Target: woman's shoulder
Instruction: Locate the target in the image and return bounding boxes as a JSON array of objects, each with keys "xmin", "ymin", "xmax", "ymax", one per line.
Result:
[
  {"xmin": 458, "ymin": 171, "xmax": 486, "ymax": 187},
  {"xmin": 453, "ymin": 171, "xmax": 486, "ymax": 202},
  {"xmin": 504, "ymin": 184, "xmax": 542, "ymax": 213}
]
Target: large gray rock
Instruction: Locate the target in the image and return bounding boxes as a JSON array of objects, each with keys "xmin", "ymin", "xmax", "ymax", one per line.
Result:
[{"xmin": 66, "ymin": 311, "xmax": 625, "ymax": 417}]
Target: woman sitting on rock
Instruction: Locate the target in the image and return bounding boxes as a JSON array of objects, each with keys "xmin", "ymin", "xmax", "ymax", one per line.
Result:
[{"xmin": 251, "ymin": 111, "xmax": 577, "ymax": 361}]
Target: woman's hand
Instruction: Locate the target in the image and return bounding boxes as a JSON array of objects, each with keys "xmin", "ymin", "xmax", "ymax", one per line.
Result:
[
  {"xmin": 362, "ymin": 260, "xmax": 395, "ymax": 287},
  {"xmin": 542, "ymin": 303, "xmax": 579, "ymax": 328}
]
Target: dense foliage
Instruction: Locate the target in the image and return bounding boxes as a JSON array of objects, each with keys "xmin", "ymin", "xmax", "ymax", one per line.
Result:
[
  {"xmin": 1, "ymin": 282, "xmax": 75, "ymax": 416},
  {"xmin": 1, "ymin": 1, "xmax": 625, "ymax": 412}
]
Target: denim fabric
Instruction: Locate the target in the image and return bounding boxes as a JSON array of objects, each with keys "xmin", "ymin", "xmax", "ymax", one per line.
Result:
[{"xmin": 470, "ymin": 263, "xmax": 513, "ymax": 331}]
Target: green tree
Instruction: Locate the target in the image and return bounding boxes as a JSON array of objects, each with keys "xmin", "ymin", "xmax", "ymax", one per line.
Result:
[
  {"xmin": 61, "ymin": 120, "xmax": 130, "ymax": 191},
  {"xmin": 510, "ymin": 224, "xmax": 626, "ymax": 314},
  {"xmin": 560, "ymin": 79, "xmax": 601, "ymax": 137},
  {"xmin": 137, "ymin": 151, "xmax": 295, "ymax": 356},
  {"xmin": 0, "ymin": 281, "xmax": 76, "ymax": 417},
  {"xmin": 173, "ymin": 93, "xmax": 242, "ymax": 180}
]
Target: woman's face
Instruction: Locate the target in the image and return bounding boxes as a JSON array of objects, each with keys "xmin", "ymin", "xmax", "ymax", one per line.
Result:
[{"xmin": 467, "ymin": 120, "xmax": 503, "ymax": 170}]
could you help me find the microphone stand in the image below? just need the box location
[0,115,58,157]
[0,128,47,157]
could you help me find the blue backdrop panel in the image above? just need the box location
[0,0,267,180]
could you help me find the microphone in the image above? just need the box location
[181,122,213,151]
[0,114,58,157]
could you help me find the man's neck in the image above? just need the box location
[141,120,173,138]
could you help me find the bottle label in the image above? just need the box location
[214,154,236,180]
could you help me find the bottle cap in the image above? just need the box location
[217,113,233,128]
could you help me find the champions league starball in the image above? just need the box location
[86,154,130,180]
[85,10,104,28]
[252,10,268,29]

## EXERCISE AIM:
Every line of the data is to be retyped without alteration.

## OUTPUT OF THE TASK:
Target: woman's shoulder
Instruction: Locate the target in the image and return bounding boxes as a JSON array of objects, each with keys "xmin", "ymin", "xmax", "ymax", one per line.
Result:
[
  {"xmin": 458, "ymin": 171, "xmax": 486, "ymax": 187},
  {"xmin": 453, "ymin": 171, "xmax": 486, "ymax": 202},
  {"xmin": 504, "ymin": 184, "xmax": 542, "ymax": 213}
]
Target: large gray rock
Instruction: Locate the target in the image and return bounding boxes as a JSON array of objects, each with keys "xmin", "ymin", "xmax", "ymax", one per line.
Result:
[{"xmin": 66, "ymin": 311, "xmax": 625, "ymax": 417}]
Target: woman sitting on rock
Instruction: Locate the target in the image and return bounding boxes as a JSON array of objects, each with keys "xmin", "ymin", "xmax", "ymax", one per line.
Result:
[{"xmin": 251, "ymin": 111, "xmax": 577, "ymax": 361}]
Target: woman's hand
Instruction: Locate the target in the image and return bounding boxes as a JSON array of objects, each with keys "xmin", "ymin", "xmax", "ymax", one per line.
Result:
[
  {"xmin": 362, "ymin": 260, "xmax": 395, "ymax": 287},
  {"xmin": 542, "ymin": 303, "xmax": 579, "ymax": 328}
]
Target: dense foliage
Instruction: Locate the target in the image and return bounding boxes as a JSON array of objects, each with keys "xmin", "ymin", "xmax", "ymax", one per line.
Result:
[
  {"xmin": 1, "ymin": 282, "xmax": 75, "ymax": 416},
  {"xmin": 1, "ymin": 1, "xmax": 625, "ymax": 412}
]
Target: denim fabric
Instruction: Locate the target in the image and return bounding boxes as a JSON array of objects, each with keys "xmin", "ymin", "xmax", "ymax", one per line.
Result:
[{"xmin": 470, "ymin": 263, "xmax": 513, "ymax": 331}]
Target: green tree
Instruction: Locate the target in the image and return bounding boxes as a JSON array of objects, each with keys "xmin", "ymin", "xmax", "ymax", one per line.
Result:
[
  {"xmin": 61, "ymin": 120, "xmax": 130, "ymax": 191},
  {"xmin": 510, "ymin": 224, "xmax": 626, "ymax": 314},
  {"xmin": 560, "ymin": 79, "xmax": 601, "ymax": 137},
  {"xmin": 137, "ymin": 151, "xmax": 295, "ymax": 356},
  {"xmin": 0, "ymin": 281, "xmax": 76, "ymax": 417},
  {"xmin": 173, "ymin": 93, "xmax": 242, "ymax": 180}
]
Target: woman's face
Instruction: Locate the target in the image and return bounding boxes as a JSON array of objects, each with keys "xmin", "ymin", "xmax", "ymax", one per line.
Result:
[{"xmin": 467, "ymin": 120, "xmax": 503, "ymax": 170}]
could you help me find the microphone stand in the image below? just need the box location
[0,115,58,157]
[0,128,47,157]
could you help me find the blue backdrop panel in the image above? just need the box location
[0,0,267,180]
could you help me find the microphone in the image above? just need the box location
[181,122,213,151]
[0,114,58,157]
could you help me find the man's neck in the image above? just need the box location
[141,120,173,138]
could you help me find the bottle label in the image above? just need the box location
[214,154,236,180]
could you help me find the bottle cap in the image above? just need the box location
[217,113,233,128]
could you help me find the champions league starball in the image above? just need the box location
[86,154,130,180]
[85,10,104,28]
[252,10,268,29]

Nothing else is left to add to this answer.